Dataset entries:
● ● ●

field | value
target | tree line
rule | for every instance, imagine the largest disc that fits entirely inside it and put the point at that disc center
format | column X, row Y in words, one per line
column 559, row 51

● ● ●

_TASK INSTRUCTIONS_
Give all the lines above again, exactly.

_RESULT FOR THIS EXERCISE_
field | value
target | tree line
rule | for every instance, imagine the largest disc that fits entirely inside it and put the point at that disc center
format | column X, row Y in words, one per line
column 559, row 51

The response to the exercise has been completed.